Bernas is an online-only newspaper, formerly a daily newspaper, based in Yogyakarta, Indonesia. It was one of the first newspapers founded after Indonesian independence.

==History==
Bernas was founded on 15 September 1946 as Harian Umum Nasional by Soemanang Soerjowinoto. Its original editorial board consisted of Soemanang, Mashoed Hardjokoesoemo, Bob Maemun, Marbangoen, Mohammad Soepadi, Darsyaf Rahman, and RM Soetio. At the time, Yogyakarta was the temporary capital of the newly independent country. During the entirety of the Indonesian National Revolution, the paper consisted of only two or four pages, printed on whatever paper was available at the time. After the war, Bernas continued to publish.

On 26 March 1965, Decree of the Information Minister Number 29/SK/M/65 was passed. This required all newspapers to ally themselves with a political party. Harian Umum Nasional, which allied itself with the Indonesian National Party, changed its name to Suluh Indonesia, becoming an extension of a Jakarta-based newspaper of the same name. When the office in Jakarta changed its name to Suluh Marhaen, the Yogyakarta branch followed suit. By this time the paper had expanded to eight pages daily.

In 1969, after the failed 30 September Movement of 1965 and resulting killings led to the fall of President Sukarno, the Ministry of Information rescinded the 1965 order. Once again independent, the Yogyakarta branch of Suluh Marhaen renamed itself Berita Nasional (National News), which was abbreviated Bernas (Bernas itself also means "firm"). On 13 August 1990, Bernas was acquired by the Kompas Gramedia Group and became part of Persda newspaper chain (currently Tribun Network). This was followed by another rename, in which Bernas became the official name of the paper. By the 1990s, they had a circulation of 64,500, each edition had 12 pages.

□ □ □ □ □

== Assigned task 1 ==
According to the passage about Bernas, what political party did Harian Umum Nasional ally itself with?
== Assigned task 2 ==
Copy the passage about Bernas word for word, starting at "In 1969, after" and ending at "had 12 pages.".

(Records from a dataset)
□ □ □ □ □

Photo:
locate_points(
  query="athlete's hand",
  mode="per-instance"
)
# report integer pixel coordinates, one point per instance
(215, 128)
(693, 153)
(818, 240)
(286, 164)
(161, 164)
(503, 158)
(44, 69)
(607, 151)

□ □ □ □ □

== Exercise result 1 ==
The Indonesian National Party.

== Exercise result 2 ==
In 1969, after the failed 30 September Movement of 1965 and resulting killings led to the fall of President Sukarno, the Ministry of Information rescinded the 1965 order. Once again independent, the Yogyakarta branch of Suluh Marhaen renamed itself Berita Nasional (National News), which was abbreviated Bernas (Bernas itself also means "firm"). On 13 August 1990, Bernas was acquired by the Kompas Gramedia Group and became part of Persda newspaper chain (currently Tribun Network). This was followed by another rename, in which Bernas became the official name of the paper. By the 1990s, they had a circulation of 64,500, each edition had 12 pages.